___ Input for this task ___

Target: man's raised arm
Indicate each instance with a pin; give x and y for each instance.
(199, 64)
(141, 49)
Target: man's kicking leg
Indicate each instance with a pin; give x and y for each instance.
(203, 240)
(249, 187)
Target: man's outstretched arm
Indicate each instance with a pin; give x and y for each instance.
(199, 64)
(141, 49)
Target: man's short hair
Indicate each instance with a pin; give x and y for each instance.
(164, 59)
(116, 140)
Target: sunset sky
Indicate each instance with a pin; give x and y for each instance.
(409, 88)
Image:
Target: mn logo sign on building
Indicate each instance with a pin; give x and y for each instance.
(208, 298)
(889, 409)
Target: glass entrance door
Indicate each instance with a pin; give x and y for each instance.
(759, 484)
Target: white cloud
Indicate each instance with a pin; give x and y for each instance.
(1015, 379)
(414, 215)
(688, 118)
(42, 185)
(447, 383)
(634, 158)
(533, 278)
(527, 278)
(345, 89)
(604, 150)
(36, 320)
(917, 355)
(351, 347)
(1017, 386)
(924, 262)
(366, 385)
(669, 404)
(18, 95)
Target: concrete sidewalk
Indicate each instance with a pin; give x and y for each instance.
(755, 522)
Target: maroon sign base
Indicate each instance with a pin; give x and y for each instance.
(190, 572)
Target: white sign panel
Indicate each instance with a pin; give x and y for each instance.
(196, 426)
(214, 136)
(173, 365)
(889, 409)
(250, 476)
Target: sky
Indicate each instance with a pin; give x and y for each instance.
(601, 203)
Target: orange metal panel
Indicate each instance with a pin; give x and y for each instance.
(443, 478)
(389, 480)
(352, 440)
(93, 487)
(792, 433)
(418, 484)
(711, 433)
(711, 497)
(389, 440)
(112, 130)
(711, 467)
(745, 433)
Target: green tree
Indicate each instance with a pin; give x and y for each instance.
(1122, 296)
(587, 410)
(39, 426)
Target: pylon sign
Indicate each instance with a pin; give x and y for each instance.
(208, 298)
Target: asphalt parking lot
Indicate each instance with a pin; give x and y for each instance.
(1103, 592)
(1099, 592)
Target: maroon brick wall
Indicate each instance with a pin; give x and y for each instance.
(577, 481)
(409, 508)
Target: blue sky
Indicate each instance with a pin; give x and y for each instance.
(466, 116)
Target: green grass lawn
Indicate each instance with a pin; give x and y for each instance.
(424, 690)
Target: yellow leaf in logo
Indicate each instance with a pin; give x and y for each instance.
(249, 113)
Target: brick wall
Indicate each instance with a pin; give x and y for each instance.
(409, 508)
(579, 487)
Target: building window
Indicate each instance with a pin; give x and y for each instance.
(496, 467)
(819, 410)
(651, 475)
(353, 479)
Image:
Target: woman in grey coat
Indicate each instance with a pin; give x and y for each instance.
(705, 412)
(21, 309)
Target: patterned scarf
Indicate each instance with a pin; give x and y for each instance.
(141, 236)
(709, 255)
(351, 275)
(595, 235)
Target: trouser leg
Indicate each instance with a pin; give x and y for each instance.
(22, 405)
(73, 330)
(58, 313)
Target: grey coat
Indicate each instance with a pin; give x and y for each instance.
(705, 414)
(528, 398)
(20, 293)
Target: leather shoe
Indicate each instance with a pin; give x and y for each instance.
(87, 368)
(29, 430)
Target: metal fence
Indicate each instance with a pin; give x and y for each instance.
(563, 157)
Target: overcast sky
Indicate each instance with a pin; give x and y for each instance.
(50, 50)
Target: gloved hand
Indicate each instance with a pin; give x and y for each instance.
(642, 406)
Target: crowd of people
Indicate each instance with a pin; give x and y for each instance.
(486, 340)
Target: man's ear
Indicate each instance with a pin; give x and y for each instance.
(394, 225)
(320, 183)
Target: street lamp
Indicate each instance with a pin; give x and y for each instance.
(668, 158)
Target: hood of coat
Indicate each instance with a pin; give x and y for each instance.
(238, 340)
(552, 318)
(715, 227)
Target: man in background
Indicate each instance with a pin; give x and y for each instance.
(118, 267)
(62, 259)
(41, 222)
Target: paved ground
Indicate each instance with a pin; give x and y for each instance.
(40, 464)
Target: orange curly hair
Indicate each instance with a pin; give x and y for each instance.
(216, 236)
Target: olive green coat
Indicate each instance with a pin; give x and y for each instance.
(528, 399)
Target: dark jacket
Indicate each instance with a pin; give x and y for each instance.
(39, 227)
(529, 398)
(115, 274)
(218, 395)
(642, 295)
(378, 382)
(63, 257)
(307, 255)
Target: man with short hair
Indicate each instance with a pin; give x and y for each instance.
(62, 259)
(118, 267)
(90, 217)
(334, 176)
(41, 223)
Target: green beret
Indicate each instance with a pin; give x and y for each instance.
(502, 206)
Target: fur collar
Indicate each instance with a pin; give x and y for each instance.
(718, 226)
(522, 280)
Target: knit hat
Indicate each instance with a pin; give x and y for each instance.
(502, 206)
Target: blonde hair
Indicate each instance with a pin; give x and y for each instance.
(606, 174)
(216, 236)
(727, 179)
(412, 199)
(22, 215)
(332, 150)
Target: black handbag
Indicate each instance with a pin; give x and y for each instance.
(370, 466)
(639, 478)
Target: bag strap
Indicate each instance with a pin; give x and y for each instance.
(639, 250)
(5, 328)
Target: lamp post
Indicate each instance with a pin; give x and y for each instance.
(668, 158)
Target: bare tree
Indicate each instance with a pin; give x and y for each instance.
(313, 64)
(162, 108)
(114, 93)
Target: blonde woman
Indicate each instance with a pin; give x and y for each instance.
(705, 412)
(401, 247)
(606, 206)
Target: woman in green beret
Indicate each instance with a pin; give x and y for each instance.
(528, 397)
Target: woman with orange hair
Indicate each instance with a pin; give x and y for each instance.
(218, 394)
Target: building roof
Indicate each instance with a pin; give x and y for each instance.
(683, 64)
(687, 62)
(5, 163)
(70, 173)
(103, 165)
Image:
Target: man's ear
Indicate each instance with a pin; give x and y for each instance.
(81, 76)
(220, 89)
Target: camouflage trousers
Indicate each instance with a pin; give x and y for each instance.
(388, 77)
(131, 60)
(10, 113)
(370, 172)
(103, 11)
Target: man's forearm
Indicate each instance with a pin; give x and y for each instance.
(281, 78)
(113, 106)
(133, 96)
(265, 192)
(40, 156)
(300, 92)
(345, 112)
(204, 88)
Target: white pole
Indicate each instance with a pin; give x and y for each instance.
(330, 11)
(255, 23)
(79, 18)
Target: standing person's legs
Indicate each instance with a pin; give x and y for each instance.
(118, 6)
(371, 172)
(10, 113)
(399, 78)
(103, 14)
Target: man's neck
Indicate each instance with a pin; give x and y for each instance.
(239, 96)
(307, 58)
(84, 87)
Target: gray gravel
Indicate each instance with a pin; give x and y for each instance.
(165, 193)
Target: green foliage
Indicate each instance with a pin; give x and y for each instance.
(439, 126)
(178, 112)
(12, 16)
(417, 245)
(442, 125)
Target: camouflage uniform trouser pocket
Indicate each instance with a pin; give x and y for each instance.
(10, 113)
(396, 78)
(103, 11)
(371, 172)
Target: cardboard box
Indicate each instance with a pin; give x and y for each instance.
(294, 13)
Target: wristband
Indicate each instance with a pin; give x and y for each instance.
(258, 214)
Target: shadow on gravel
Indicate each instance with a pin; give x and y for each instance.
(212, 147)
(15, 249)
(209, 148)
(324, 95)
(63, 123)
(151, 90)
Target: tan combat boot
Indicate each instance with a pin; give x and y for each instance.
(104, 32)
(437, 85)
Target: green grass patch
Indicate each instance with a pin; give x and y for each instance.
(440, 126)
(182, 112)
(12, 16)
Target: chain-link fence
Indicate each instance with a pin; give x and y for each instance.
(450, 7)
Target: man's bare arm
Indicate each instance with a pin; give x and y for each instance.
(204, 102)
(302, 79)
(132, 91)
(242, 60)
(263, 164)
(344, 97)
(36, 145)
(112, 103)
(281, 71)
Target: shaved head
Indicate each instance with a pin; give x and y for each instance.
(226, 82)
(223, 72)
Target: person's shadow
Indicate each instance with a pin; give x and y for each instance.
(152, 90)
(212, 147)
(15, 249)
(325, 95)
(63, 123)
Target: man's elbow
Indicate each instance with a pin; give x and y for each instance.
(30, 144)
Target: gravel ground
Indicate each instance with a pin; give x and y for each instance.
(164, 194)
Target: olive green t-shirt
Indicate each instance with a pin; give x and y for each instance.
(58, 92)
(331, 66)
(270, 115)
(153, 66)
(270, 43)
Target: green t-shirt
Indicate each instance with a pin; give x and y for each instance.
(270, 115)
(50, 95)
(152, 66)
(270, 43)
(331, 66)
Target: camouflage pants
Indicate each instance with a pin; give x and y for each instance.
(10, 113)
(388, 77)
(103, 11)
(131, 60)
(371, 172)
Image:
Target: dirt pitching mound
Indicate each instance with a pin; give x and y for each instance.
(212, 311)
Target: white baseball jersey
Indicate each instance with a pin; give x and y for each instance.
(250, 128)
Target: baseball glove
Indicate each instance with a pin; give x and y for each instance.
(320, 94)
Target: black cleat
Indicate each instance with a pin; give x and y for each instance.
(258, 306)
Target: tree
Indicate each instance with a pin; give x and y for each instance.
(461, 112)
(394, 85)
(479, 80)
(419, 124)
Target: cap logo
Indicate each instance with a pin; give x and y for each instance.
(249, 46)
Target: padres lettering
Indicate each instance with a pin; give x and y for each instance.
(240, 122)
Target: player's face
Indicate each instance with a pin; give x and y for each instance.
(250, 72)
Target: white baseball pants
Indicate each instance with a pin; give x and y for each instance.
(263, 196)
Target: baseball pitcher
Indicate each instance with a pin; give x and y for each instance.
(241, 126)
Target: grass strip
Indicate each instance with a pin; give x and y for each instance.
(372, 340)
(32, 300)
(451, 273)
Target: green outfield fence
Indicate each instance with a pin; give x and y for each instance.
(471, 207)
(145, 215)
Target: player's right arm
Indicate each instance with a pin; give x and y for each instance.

___

Exercise description —
Using the entries above, return exactly the lines from the line with "Target: man with short hair" to the line with "Target: fur collar", counting both of those lines.

Task output —
Target: man with short hair
Indicate each instance with a pin; give x and y for each instance.
(62, 259)
(118, 267)
(90, 217)
(334, 176)
(41, 223)
Target: green beret
Indicate each instance with a pin; give x and y for each instance.
(502, 206)
Target: fur collar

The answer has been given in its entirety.